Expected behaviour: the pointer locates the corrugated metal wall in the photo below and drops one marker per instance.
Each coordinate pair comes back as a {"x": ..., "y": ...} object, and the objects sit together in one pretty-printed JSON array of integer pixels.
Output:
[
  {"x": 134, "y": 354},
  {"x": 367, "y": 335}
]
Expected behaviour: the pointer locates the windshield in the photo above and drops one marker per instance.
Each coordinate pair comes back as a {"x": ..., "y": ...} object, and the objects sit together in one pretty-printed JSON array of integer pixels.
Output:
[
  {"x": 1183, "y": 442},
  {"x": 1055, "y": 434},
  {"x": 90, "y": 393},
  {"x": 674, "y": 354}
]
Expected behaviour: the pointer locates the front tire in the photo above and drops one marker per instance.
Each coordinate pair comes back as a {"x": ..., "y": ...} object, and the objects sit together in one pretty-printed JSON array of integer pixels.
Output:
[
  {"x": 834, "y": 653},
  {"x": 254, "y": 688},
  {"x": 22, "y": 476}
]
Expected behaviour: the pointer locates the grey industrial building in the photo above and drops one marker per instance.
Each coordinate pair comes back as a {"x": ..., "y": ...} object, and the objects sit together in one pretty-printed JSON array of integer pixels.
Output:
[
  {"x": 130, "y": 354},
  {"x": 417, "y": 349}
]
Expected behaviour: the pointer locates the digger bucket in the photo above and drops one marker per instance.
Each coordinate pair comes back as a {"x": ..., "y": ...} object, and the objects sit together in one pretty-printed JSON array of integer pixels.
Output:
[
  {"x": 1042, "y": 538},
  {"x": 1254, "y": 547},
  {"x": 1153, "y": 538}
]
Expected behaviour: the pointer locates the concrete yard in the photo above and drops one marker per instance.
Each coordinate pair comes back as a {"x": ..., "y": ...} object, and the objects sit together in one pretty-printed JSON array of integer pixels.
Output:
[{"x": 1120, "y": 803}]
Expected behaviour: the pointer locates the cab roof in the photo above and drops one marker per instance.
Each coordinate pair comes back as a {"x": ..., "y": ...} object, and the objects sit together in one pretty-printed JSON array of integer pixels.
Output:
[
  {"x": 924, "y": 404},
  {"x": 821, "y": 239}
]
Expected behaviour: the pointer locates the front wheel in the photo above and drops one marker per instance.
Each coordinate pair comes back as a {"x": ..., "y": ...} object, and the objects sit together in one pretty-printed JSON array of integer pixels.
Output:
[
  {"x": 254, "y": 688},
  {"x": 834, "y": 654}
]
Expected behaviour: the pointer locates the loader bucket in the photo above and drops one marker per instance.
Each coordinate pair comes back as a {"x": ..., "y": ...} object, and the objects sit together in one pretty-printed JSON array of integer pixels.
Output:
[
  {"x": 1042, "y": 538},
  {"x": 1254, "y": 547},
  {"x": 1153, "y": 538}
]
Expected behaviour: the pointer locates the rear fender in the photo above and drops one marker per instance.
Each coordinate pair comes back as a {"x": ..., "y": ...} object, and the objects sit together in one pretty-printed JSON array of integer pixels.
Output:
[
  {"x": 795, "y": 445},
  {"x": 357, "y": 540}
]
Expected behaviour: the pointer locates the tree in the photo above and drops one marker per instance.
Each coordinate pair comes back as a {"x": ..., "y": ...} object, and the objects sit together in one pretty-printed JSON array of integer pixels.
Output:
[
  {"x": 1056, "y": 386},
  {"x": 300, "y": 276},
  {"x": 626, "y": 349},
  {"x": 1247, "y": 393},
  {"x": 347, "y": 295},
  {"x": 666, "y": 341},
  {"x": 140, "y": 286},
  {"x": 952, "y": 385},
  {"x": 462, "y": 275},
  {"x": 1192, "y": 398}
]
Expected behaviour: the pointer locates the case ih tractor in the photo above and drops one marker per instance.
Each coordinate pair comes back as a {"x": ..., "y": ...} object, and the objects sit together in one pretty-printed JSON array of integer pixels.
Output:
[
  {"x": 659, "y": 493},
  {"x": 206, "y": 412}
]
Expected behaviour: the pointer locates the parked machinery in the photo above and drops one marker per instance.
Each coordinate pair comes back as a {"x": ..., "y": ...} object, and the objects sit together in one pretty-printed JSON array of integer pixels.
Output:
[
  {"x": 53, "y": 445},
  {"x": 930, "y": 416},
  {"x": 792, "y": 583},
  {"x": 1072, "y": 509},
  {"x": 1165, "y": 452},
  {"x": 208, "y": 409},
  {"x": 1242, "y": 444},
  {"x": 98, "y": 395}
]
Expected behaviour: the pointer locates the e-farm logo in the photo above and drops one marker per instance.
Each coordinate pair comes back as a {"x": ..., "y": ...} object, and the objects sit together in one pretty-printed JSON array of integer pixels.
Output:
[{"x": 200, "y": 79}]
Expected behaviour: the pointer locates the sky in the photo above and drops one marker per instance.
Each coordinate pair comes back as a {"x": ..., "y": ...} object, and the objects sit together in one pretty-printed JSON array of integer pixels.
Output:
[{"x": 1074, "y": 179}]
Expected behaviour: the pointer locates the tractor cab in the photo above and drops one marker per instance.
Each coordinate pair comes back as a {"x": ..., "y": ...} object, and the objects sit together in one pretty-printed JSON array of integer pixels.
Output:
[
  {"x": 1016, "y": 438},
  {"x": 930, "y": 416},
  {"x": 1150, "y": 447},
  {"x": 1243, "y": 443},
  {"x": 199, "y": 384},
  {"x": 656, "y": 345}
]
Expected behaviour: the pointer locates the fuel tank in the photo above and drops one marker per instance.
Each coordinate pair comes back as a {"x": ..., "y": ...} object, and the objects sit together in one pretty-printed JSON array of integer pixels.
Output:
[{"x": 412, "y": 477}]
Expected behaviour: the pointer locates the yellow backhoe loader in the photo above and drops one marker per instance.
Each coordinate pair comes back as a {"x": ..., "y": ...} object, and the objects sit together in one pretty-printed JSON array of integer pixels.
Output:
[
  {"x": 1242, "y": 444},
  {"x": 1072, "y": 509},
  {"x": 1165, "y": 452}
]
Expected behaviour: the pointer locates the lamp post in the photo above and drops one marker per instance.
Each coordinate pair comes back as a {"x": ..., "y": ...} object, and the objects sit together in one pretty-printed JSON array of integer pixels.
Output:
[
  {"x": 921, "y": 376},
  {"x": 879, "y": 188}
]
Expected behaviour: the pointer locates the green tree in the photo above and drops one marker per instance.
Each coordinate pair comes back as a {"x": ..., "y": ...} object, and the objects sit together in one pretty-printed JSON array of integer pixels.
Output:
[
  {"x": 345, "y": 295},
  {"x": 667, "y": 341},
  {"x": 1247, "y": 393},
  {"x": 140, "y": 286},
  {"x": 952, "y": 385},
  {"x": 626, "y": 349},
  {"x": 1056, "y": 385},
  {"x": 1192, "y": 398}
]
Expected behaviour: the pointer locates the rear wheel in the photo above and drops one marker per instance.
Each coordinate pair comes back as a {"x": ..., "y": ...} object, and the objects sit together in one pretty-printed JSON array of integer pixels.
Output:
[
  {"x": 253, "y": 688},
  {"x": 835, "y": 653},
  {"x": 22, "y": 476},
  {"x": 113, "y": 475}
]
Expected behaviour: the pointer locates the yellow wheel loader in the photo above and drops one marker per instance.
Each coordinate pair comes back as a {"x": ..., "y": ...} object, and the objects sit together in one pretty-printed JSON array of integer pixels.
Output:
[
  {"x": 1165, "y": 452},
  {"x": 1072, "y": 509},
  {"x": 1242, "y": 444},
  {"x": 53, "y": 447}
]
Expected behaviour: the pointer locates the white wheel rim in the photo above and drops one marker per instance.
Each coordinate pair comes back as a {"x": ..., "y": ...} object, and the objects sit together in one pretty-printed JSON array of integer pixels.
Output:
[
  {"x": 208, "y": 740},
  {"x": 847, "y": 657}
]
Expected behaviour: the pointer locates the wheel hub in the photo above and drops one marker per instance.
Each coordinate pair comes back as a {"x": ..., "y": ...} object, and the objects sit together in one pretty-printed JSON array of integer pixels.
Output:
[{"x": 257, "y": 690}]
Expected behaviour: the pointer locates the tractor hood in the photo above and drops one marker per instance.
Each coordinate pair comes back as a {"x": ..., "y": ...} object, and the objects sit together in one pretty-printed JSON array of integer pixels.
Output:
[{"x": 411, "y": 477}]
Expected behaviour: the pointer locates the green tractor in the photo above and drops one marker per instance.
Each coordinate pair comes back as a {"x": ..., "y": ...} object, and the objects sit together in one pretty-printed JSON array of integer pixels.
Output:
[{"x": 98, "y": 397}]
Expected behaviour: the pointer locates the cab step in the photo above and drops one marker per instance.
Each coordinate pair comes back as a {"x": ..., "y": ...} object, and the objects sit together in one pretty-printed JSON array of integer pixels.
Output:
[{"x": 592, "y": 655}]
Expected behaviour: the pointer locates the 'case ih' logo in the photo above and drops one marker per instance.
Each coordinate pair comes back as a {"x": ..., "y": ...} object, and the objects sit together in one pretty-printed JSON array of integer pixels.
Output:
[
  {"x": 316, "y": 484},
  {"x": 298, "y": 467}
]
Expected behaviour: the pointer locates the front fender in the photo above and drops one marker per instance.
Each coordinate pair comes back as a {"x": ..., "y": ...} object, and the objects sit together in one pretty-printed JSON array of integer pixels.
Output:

→ What this task involves
From the line that contains "Expected behaviour: the pointer locates the tractor hood" to the last line of the material above, repeat every line exactly, keeping both the first and the last.

→ The answer
Expected behaviour: the pointer locates the tractor hood in the photo above and drops one marker per instance.
Each coordinate pair comes back as a {"x": ..., "y": ...} object, and the objects sit together in one pretty-printed JSON array of integer pixels.
Output:
[{"x": 411, "y": 477}]
Expected behaviour: the pointer locates the green tractor in the photo above and drops one marker per instance.
Each coordinate pair comes back as a {"x": ..., "y": ...} object, and the objects sit together in one pretty-printed JSON array of integer pixels.
Output:
[{"x": 98, "y": 397}]
Expected behaviour: the pointer locates the cab step in the photo above and drops one marker per instance.
Each coordinate pair comes back as a {"x": ..., "y": ...} object, and the objects sit together in one pretty-printed JSON array of integer pixels.
Output:
[{"x": 592, "y": 655}]
Expected behaviour: the pointer locates the 'case ih' logo in the photo above and drops one marker per instance.
Each coordinate pair comes back as a {"x": ..., "y": ...} object, and the objects sit together in one pretty-printed JSON array of integer pixels.
Output:
[
  {"x": 316, "y": 484},
  {"x": 298, "y": 467}
]
Expected behaviour: the pointer locates the front fender in the photo above and drops one marker per instance.
Each coordinate pair comes back as a {"x": ..., "y": ...} object, and the objects sit together in one pretty-printed JSON array of integer pixels.
Output:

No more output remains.